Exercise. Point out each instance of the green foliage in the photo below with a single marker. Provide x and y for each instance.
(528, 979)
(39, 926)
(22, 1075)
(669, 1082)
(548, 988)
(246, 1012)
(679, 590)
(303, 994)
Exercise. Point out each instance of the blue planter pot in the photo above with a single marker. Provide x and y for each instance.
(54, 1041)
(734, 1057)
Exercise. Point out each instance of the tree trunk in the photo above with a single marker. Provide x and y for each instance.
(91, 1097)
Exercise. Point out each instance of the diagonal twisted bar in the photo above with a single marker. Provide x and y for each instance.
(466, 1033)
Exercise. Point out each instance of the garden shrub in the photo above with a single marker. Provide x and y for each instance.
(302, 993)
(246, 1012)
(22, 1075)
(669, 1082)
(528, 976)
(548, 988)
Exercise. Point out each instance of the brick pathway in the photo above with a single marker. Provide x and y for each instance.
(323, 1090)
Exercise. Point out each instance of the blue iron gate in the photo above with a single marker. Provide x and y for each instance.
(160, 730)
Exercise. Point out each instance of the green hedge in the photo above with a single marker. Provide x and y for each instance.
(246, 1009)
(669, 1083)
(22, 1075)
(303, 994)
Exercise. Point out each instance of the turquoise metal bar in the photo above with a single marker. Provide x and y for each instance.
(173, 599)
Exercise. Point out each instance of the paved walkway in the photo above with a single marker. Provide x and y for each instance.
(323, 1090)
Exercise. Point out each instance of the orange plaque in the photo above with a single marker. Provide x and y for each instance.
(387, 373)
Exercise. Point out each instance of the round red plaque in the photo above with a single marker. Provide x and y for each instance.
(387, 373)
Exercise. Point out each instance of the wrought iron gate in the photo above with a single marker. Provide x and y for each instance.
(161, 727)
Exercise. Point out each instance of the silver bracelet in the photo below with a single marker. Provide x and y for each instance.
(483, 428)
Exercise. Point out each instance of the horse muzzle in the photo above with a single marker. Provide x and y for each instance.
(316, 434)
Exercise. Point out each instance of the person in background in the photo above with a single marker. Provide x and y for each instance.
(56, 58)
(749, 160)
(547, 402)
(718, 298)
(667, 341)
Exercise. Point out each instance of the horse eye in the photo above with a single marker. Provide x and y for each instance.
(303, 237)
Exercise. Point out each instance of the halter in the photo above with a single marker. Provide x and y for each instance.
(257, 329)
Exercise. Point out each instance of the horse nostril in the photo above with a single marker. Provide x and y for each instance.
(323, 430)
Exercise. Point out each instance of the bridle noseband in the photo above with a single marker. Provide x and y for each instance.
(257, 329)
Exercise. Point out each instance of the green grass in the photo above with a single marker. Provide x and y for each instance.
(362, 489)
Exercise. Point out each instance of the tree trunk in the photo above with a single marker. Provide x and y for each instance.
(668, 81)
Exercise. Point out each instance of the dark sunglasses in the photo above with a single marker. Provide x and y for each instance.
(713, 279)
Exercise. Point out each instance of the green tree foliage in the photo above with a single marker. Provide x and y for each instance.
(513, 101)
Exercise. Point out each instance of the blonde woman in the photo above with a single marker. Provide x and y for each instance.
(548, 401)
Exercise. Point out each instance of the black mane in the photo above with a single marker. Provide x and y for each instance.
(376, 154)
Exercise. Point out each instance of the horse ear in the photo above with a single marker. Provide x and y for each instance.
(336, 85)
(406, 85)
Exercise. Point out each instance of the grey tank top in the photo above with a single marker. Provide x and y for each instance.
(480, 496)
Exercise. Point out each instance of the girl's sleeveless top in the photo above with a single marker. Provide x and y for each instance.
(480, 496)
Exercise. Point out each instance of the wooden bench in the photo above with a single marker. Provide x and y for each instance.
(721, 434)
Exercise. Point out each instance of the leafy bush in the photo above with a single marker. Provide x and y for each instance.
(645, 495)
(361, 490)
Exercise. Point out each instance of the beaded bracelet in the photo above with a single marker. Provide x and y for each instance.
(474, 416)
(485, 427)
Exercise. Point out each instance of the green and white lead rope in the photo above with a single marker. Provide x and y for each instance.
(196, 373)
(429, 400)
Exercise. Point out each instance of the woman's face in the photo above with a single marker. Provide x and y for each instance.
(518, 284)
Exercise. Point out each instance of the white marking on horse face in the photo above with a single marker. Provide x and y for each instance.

──────────

• [What to produce] Could you print all of the data above once more, unaltered?

• [Problem solution]
Exercise. Point out each instance of the green foliage in the photo below with a single marker. Provide x and y for each instance.
(528, 979)
(39, 926)
(22, 1075)
(669, 1082)
(548, 988)
(246, 1012)
(679, 590)
(303, 994)
Exercise. Point out each instance of the blue planter pot in the photo above with a single marker. Provide x and y for each instance.
(54, 1041)
(734, 1057)
Exercise. Point out each instance of the tree trunk in the photo above with a single marker. Provide x and y for each instance.
(91, 1097)
Exercise. Point out each instance of the diagonal twisted bar in the photo above with a single marker. Provide x and y for each instance.
(466, 1033)
Exercise. Point out each instance of the garden shrub in the photo above with a single marker. Provide x and y for each instance.
(302, 993)
(246, 1012)
(22, 1075)
(669, 1082)
(528, 976)
(548, 988)
Exercise. Point out each instance of the brick pathway in the photo above with a single marker. Provide x and y for each instance.
(323, 1090)
Exercise. Point out each instance of the blue iron gate in the photo above with a single marker. Provide x and y for each instance.
(160, 730)
Exercise. Point out each instance of the green hedge in the photo above with a single marker. Provide x and y for each instance.
(246, 1009)
(669, 1083)
(22, 1075)
(303, 994)
Exercise. Point out each instance of the turquoise metal bar in the photo above with a single marker. Provide x and y for each instance.
(173, 599)
Exercise. Point out each instance of the paved walkway in the photo above with a single marker. Provide x and y for each instance.
(323, 1090)
Exercise. Point out each instance of the orange plaque in the photo above with a single marker. Provide x and y for each instance.
(387, 373)
Exercise. Point out each instance of the round red plaque in the photo above with a single marker. Provide x and y for each instance.
(387, 373)
Exercise. Point out each instance of the wrought iron gate in the photo above with a single marker. Provide x and y for each instance.
(161, 727)
Exercise. Point out each instance of the silver bracelet in the photo below with a single marker. Provide x and y for each instance.
(483, 428)
Exercise. Point out each instance of the horse muzzle in the photo above with a single marker. Provide x and y for each instance.
(316, 434)
Exercise. Point out each instance of the person in background in the photo above with a single marker. Provide x and y for each instance.
(56, 58)
(749, 160)
(547, 402)
(718, 298)
(667, 341)
Exercise. Point out each instance of the horse eye in the photo above with a single marker. Provide x and y for each instance.
(303, 237)
Exercise. Point out each instance of the halter in the photo above with a single marker. Provide x and y for each instance.
(257, 329)
Exercise. Point out each instance of the horse nostril in the photo above with a single marker. Provide x and y for each instance.
(323, 430)
Exercise. Point out each instance of the bridle noseband in the photo above with a single marker. Provide x and y for each instance.
(257, 329)
Exercise. Point out each instance of the green grass in the photo above with a single marker. Provide x and y for each instance.
(362, 489)
Exercise. Point out each instance of the tree trunk in the photo above with a single marker. Provide x and y for each instance.
(668, 81)
Exercise. Point out each instance of the dark sunglasses in the photo above with a single marker. Provide x and y for each instance.
(713, 279)
Exercise. Point out each instance of the green tree foliage in the photo above with a single marker. Provide x and y for each instance.
(513, 101)
Exercise. Point out each instance of the blonde woman in the photo above with a single marker. Provide x and y for each instance.
(548, 401)
Exercise. Point out each instance of the black mane in the photo above with a single marker. Provide x and y for each instance.
(376, 154)
Exercise. Point out each instance of the horse ear in the photo above with a single marker. Provide x and y for each instance.
(336, 85)
(406, 85)
Exercise. Point out each instance of the grey tank top in the photo above with a single marker. Provide x and y for each instance.
(480, 496)
Exercise. Point out each instance of the girl's sleeveless top in the photo above with a single marker. Provide x and y for each instance.
(480, 496)
Exercise. Point out each instance of the wooden bench in the photo above with a single marker. Provide x and y for each instance.
(721, 434)
Exercise. Point out each instance of the leafy bush in the photo above with a single marker. Provide x and y for each instance.
(645, 495)
(361, 490)
Exercise. Point out each instance of the beaded bracelet in the photo above with a single marker. Provide x and y for each instance.
(474, 416)
(485, 427)
Exercise. Point out each instance of the green and white lead rope in the photo above with a single marker. Provide x and y for each instance.
(196, 373)
(429, 400)
Exercise. Point out each instance of the woman's face in the photo above with a single marker. Provide x and y for each instance.
(518, 284)
Exercise. Point out each instance of the white marking on horse face in the photo above with a single marker. Provide x and y for each instance.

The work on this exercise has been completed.